In April, Sanders and Quattrone were finally able to close a deal with new partners and at long last clear up the legal red tape. Consort says they’ve reached out to customers with unfulfilled orders and delivered refunds or furniture, in some cases tacking on a make-good credit. The company will begin taking new orders before summer—the brand is back in business.

Sanders’s new partner is actually an old partner: Community Manufacturing, an L.A.-based production house that had already been building several pieces for the brand. Now Community will absorb more of the manufacturing duties, creating all of Consort’s upholstery and hard goods under the same roof. Vertical integration will eliminate the logistical snafus that gummed up the process—no more passing a piece across state lines from vendor to vendor, no more delays for want of a missing screw.

Community will also take over back-end operations for the brand, freeing up Sanders and Quattrone to focus on the creative side. Community’s owner, Jason Chauncey, is looking forward to expanding his partnership with the brand. “I see a lot of product come through the factory but they had a fresh take and it was something I had not seen in the market,” he says. “I’m excited Community can provide a testing ground for Consort to do what it does best: design.”

Mat Sanders and Brandon Quattrone
Sanders and Quattrone examine a piece in their new headquarters in Community Manufacturing's L.A. factory.
Chris Patey

Sanders is excited, too; he’s already got a content studio set up in a corner of Community’s East Side location and will be sharing a behind-the-scenes look at the creation of a fall collection. (“It's going to be much different than the first collection. I’m trying to take a fashion approach, as if it were the new season of a fashion line,” he says.) He’s also looking forward to playing in a new sandbox: the factory floor. Rather than emailing with vendors all over the country to make changes, Sanders will be able to tweak pieces in real time.

In the shadow of a stressful year, Sanders hasn’t lost his ambitious streak: He still wants to conquer the design world and look good doing it. The lesson from a difficult period hasn’t been to scale back on goals, but to focus on strengths. Sanders will make the promotional rounds and nurture a burgeoning TV career (keep an eye peeled on Bravo), but there are no plans to relaunch Consort stores, build a national design service, or start any major new undertakings. Right now, it’s all about furniture.

Another lesson: Sanders is planning to broaden what he shares publicly about Consort’s lows as well as its highs. Don’t expect a radical turnaround—one gets the sense that Sanders will be posting high jinks and the occasional thirst trap for a while to come—but he’s looking forward to sharing a more complete picture.

“I think the biggest thing that I've learned throughout all this is that people want you to be as open and honest and transparent as possible,” Sanders says. “I'm not afraid now to share the struggles and the journey behind what we did. I will never let this fail, but there are things that we did wrong, and there are things that we've learned to do in order to right the ship, and I really want everyone else to know those things as well.”

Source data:
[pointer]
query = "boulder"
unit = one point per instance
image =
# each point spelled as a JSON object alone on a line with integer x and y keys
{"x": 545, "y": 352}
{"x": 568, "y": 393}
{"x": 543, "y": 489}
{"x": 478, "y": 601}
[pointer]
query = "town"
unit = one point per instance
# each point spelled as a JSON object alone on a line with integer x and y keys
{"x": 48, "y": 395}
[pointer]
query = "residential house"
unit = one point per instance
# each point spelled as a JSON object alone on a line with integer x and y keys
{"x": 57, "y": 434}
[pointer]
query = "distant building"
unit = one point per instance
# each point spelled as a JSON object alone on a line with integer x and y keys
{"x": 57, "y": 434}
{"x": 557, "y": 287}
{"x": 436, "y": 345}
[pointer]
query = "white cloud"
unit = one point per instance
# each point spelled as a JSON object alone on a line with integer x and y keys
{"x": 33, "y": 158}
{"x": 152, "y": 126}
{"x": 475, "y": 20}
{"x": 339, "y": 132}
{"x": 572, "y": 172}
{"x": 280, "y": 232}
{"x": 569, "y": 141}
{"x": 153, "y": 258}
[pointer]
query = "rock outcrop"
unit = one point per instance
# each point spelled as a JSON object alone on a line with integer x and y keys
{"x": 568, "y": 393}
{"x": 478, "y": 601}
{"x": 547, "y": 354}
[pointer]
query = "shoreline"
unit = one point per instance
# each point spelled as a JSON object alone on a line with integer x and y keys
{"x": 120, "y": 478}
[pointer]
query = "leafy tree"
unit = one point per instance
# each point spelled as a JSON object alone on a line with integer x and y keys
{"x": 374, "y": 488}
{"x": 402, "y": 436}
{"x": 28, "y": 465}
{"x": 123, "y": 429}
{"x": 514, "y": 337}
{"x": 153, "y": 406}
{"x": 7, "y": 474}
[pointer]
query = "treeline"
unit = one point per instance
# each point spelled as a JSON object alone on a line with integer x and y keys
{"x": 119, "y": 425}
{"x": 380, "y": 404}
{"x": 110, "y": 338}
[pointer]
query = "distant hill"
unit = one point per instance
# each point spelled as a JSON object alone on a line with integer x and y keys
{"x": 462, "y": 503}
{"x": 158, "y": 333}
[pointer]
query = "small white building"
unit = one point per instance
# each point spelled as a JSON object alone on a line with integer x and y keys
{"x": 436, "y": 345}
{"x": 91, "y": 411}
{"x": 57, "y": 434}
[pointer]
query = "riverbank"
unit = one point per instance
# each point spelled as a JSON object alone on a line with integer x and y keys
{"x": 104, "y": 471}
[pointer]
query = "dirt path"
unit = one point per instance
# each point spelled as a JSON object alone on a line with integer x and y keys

**TRY IT**
Translate this sentence from the Consort article into Spanish: "The company will begin taking new orders before summer—the brand is back in business." Rely on the Consort article alone.

**EXERCISE SOLUTION**
La empresa comenzará a aceptar nuevos pedidos antes del verano: la marca vuelve a estar en funcionamiento.